**Supplied material**
==================================================

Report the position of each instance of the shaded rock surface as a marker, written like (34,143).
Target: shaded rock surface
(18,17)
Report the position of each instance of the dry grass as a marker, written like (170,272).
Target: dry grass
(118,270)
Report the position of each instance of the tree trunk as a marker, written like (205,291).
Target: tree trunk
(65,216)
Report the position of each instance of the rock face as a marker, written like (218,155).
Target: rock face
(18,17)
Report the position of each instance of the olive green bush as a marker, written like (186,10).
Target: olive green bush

==================================================

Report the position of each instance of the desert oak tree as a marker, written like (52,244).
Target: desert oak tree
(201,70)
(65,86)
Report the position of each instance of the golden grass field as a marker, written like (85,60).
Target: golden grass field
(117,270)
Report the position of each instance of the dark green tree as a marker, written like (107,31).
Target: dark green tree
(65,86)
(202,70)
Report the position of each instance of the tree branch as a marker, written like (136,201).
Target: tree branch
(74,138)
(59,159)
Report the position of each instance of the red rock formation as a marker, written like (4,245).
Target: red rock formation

==================================================

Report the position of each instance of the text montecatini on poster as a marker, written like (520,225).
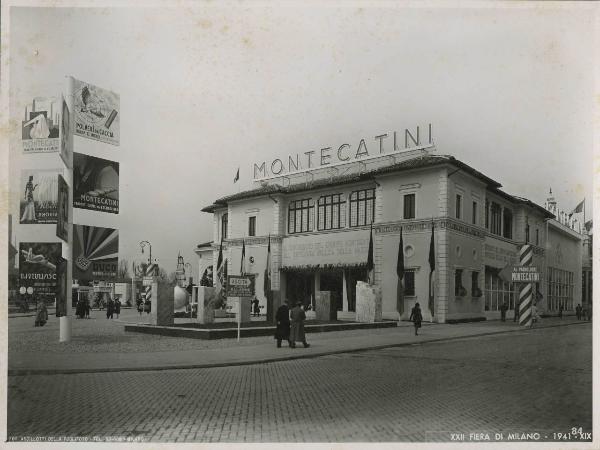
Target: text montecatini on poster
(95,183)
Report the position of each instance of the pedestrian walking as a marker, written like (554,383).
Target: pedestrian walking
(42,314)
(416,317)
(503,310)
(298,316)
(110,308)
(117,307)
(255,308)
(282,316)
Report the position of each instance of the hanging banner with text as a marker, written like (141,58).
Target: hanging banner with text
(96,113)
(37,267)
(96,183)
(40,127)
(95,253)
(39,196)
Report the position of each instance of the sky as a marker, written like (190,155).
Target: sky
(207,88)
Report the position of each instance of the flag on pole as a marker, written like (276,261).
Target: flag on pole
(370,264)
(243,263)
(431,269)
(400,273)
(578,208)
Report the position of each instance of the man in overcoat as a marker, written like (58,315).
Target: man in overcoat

==================================================

**Given task**
Copy the listing above without any change, from the line with "Report the position of each instance of the rock" to the line with "Target: olive green bush", including both of those lines.

**Solution to the problem**
Report the position of each instance of the rock face as a marker, written like (218,155).
Target: rock face
(18,17)
Report the position of each instance of the olive green bush as a marker, written like (186,10).
Target: olive green bush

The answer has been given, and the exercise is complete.